Technological superiority is vital for state actors in combating non-state militants, but it is not a crutch with which to avoid innovative thinking. In order to avoid decision-making traps or path dependencies, technologies must be supported by advancements at the strategic level in order to ensure a proper feedback loop between ground-level and strategic outcomes. The implication for state actors seeking to defeat these groups is to maintain their technological edge through both a superiority of capabilities as well as a degree of strategic flexibility. A failure to better align tactics and strategy will only empower the continued growth of these groups across the region. This requires leveraging the counterinsurgency lessons of the past decade to secure and empower the populace, while utilizing special operations forces for offensive operations that have the potential for operational and strategic effects.
The challenge for present and future American military leaders is the unpredictability of militant groups and their continuing evolution as fighting forces. Since unconventional warfare is not static but rather a dynamic competition in learning, national security establishments must increasingly become learning institutions, defined as an organization that uses new knowledge or understanding gained from experience or study to adjust institutional norms, doctrine, and procedures in ways designed to minimize previous gaps in performance and maximize future successes.
It is vital that the United States retains the initiative and is proactive regarding militant developments, rather than adopting a reactive posture after an inflection point like in the case of ISIS’s breakout in Iraq. Militant groups have their own threat assessments and forecasts, and adapt to changing political and military conditions. Yet they do not develop in a vacuum. The ISIS threat has been maturing for years, and groups like Hezbollah are constantly refining their tactics and seeking to exploit new methods for warfare. To keep a pulse on these developments, states must understand the bottom-up, self-organizing sources of enemy forces, in addition to the top-down, formal mechanisms through which militants view their operating environments. Ultimately, tactical and strategic feedback is essential; it assumes even great importance in non-linear environments in order to maximize positive feedback and counteract negative feedback. In this vein, state-planning constructs must incorporate an appreciation for the opponent’s dynamic strategy as it integrates ends, ways, and means across levels of war.
####################
▶ The problem:
Summarize the passage on state actors and militant groups in two sentences.

▶ Dataset extract:
####################
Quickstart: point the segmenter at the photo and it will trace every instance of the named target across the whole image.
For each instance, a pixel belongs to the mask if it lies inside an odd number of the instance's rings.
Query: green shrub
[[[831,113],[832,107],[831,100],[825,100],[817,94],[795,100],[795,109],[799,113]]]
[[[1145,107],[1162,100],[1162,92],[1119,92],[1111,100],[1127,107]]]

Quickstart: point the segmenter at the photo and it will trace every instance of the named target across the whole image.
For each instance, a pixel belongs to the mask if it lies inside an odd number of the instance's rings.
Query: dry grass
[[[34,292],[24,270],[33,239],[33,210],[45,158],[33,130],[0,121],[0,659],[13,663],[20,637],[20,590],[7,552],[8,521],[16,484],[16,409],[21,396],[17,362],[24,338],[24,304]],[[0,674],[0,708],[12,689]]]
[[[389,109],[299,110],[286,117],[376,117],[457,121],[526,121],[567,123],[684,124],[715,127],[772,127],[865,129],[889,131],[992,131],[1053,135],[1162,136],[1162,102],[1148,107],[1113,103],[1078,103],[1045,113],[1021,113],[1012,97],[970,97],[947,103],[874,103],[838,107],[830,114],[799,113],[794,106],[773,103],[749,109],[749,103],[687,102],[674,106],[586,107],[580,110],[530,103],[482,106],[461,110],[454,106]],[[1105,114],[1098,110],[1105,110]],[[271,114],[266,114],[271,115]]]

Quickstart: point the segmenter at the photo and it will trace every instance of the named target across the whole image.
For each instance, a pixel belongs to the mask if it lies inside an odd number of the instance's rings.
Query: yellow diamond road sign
####################
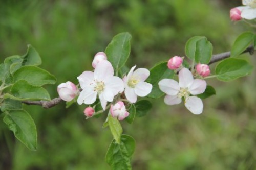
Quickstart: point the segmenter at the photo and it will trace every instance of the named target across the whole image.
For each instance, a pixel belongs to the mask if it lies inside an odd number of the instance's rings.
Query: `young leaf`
####################
▶ Response:
State actors fighting non-state militants need to keep their technological edge while also staying strategically flexible and better aligning tactics with strategy. Because militant groups keep evolving, national security establishments must become learning institutions that act proactively, relying on tactical and strategic feedback and an appreciation of the opponent's dynamic strategy.